Do not train on inputs feature for SFT

Question

Do not train on inputs feature for SFT

Closed this issue 8 months ago · 3 comments

freQuensy23-coder commented 8 months ago

Add the ability to train only on the outputs of the model in SFT trainer. It can be implemented by masking labels using -100 value
(https://github.com/tloen/alpaca-lora/blob/8bb8579e403dc78e37fe81ffbb253c413007323f/finetune.py#L167 - alpaca lora implementation)

Answer 1 · 2023-11-18T18:58:32.000Z

Do I understand correctly that you would like to have the ability to train a model to predict only the completion? That is, to calculate the loss only for the completion?

If so, then this is currently possible. There is a CompletionCollator that implements what you desire.

Here's the link to it: https://github.com/BobaZooba/xllm/blob/main/GUIDE.md#completioncollator

It is specified in the config using the parameter collator_key, where the value should be completion.

config = Config(collator_key="completion")

EXTRACTED RECORDS |
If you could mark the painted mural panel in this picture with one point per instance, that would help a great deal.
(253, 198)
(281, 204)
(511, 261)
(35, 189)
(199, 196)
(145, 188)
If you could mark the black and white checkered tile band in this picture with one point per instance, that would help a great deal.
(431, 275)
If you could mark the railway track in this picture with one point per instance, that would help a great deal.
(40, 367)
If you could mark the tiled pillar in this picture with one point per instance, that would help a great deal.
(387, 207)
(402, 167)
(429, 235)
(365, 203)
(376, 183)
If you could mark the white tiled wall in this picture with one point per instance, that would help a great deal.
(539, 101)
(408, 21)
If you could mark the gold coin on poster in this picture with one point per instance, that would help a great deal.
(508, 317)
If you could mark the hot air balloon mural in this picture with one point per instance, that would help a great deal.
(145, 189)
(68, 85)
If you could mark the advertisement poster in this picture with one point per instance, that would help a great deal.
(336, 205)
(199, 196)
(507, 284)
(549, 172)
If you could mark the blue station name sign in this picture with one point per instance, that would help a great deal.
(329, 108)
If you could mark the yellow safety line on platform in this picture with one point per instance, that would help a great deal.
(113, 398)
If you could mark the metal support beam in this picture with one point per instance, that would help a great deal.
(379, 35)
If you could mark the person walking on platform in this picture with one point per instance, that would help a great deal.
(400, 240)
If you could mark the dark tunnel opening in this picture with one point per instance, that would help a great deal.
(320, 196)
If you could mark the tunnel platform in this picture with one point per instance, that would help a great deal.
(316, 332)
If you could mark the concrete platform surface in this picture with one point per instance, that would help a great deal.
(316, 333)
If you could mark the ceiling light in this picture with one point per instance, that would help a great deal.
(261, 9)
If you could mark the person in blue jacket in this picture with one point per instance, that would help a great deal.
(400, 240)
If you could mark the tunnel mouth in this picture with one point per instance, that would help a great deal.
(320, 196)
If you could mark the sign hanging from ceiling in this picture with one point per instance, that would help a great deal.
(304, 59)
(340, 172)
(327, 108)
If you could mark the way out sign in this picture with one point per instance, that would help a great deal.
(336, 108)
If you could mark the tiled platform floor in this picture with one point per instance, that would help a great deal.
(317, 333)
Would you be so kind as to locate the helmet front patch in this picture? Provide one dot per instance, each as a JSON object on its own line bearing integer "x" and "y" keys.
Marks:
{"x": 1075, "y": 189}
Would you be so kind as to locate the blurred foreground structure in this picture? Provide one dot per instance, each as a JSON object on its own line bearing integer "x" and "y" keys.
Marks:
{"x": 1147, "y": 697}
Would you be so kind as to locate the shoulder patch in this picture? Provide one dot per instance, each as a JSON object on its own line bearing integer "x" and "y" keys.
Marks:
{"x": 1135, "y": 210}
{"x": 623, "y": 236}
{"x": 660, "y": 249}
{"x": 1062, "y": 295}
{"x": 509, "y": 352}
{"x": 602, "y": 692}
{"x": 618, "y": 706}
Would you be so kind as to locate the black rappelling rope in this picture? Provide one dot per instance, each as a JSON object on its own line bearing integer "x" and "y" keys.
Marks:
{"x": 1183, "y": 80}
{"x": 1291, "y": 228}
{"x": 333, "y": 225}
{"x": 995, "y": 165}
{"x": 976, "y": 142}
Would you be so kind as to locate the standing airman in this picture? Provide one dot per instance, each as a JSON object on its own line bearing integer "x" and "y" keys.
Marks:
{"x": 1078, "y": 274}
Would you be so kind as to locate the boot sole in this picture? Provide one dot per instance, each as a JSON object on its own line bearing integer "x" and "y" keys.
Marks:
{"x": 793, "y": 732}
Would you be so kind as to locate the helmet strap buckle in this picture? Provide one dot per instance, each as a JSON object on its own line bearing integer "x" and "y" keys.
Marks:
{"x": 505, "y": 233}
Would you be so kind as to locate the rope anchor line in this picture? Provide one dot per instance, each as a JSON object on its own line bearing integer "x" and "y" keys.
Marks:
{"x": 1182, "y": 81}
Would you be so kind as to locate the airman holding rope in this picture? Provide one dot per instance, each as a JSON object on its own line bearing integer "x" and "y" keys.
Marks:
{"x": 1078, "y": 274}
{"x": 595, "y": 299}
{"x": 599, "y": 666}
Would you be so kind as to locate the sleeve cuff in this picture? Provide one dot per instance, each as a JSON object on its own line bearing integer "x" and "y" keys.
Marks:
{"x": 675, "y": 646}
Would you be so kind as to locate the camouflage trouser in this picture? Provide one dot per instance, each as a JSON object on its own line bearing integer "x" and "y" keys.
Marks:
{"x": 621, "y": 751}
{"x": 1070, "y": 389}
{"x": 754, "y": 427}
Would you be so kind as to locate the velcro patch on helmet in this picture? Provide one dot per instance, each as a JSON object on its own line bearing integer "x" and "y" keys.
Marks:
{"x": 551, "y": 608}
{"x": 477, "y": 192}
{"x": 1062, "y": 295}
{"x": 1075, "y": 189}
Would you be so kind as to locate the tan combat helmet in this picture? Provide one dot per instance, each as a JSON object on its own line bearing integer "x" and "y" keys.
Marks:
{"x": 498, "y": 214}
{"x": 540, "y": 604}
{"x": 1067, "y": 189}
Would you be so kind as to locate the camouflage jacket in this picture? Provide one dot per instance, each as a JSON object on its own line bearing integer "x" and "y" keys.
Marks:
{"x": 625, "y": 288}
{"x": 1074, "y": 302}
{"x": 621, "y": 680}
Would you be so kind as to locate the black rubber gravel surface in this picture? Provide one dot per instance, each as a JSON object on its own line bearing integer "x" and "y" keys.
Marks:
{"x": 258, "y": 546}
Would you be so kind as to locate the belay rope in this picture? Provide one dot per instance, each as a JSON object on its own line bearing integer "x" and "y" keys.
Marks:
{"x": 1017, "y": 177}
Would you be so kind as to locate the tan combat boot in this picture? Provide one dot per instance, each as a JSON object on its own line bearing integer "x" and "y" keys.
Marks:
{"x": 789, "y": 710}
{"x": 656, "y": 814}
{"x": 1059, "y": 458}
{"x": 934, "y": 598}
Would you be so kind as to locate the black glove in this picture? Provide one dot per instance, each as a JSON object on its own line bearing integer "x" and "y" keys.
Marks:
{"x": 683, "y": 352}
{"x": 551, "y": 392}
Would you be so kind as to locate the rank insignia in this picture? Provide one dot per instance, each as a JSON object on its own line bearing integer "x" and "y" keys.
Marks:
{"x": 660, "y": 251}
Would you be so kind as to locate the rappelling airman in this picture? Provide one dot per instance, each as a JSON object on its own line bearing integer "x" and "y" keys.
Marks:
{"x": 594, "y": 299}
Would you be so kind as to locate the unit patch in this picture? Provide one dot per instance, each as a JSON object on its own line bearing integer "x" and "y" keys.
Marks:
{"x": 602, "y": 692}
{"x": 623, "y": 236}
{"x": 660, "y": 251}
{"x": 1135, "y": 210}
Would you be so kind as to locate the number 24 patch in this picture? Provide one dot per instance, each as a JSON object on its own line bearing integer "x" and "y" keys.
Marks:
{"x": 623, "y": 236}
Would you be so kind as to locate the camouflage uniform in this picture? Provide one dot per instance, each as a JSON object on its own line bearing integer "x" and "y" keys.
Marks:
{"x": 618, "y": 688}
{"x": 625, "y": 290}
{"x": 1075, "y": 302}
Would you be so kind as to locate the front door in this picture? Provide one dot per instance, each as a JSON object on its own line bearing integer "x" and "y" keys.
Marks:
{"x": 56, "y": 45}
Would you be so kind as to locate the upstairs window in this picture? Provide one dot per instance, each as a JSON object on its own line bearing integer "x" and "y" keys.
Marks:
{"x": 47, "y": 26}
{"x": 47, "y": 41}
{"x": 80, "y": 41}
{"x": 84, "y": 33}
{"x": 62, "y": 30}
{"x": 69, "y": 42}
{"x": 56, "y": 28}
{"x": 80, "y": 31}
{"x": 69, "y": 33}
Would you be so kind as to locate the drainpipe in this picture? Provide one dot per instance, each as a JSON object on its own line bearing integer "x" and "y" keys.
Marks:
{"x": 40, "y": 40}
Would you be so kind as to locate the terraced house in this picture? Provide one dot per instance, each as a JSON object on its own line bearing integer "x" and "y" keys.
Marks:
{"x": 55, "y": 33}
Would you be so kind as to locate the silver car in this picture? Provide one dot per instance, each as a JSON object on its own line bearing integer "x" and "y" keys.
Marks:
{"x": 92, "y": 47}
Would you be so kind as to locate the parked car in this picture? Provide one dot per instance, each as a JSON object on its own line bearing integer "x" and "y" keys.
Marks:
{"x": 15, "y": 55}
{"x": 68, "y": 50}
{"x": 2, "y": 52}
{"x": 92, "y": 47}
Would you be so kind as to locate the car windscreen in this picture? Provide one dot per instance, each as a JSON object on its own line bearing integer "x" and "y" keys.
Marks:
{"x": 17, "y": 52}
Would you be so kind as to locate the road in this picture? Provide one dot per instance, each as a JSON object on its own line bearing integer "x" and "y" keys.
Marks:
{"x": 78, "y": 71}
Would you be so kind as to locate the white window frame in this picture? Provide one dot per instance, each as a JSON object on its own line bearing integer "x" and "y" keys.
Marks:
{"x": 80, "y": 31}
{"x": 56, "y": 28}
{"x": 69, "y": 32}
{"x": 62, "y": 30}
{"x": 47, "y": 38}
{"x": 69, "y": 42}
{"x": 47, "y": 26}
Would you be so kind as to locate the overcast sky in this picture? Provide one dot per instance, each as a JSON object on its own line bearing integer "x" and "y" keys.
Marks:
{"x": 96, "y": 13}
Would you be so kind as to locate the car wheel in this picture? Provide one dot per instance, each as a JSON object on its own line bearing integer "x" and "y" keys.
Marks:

REQUEST A | In the SFT issue thread, could you give the passage starting with "freQuensy23-coder commented 8" and going on through "for the completion?" again, swapping "outputs" for "responses"?
REQUEST B | Could you write the next part of the SFT issue thread, picking up after its last line?

OUTPUT A |
freQuensy23-coder commented 8 months ago

Add the ability to train only on the responses of the model in SFT trainer. It can be implemented by masking labels using -100 value
(https://github.com/tloen/alpaca-lora/blob/8bb8579e403dc78e37fe81ffbb253c413007323f/finetune.py#L167 - alpaca lora implementation)

Answer 1 · 2023-11-18T18:58:32.000Z

Do I understand correctly that you would like to have the ability to train a model to predict only the completion? That is, to calculate the loss only for the completion?

OUTPUT B |
Or

python train.py --collator_key completion

To use this collator, you will need to independently implement your own dataset. Instructions on how to do this are provided here: https://github.com/BobaZooba/xllm/blob/main/GUIDE.md#how-to-implement-dataset

The get_sample method should return a dictionary of this type:

{
    "text_parts": [
        "Hello!",
        "My name is Boris"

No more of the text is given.